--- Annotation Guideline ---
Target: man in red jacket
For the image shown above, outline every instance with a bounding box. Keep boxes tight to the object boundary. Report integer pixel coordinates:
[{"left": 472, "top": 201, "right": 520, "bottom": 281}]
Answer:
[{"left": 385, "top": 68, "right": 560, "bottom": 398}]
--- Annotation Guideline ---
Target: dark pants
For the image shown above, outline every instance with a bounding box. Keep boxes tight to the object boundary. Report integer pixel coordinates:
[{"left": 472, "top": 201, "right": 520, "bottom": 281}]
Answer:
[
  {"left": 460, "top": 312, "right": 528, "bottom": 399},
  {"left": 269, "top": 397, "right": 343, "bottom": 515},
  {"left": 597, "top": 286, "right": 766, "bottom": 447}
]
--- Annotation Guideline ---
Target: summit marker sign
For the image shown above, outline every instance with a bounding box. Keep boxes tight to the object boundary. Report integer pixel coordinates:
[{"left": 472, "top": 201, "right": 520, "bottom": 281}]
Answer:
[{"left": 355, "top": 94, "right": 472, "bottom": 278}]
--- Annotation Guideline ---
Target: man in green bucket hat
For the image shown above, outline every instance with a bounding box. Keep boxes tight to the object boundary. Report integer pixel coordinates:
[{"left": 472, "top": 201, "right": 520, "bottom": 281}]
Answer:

----------

**What you are asked to do:**
A lone number is the expected answer: the count of lines in these entries holding the string "Target".

**Answer space:**
4